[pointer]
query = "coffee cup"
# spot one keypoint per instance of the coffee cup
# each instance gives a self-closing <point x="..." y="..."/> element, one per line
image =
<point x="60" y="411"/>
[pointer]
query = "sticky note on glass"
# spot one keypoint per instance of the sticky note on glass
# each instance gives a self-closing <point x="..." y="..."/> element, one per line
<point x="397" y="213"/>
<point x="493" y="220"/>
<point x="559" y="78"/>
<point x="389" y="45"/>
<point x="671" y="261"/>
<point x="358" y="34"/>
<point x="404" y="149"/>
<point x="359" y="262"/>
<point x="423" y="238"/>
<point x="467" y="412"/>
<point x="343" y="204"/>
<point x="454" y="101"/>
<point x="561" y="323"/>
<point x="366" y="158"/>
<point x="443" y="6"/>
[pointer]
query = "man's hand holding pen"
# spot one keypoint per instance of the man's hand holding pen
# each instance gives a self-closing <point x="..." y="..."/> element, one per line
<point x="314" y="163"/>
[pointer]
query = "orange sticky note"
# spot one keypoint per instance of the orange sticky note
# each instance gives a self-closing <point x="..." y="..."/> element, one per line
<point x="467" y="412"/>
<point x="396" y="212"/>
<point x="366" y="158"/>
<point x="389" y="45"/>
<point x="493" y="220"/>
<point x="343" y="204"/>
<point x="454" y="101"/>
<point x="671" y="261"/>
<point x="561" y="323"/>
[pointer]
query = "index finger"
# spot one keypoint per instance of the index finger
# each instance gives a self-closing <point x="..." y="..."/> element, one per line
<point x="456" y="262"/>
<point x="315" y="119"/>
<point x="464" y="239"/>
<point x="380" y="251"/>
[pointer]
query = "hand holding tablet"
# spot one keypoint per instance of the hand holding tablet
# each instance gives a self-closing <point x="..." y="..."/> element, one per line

▸ **What you will do**: Extract from the entries above each line that contains the string "finger", and reproduce those lines verbatim in their original order.

▸ **Solution for this task**:
query = "index finger"
# spot one keypoint per instance of the index finger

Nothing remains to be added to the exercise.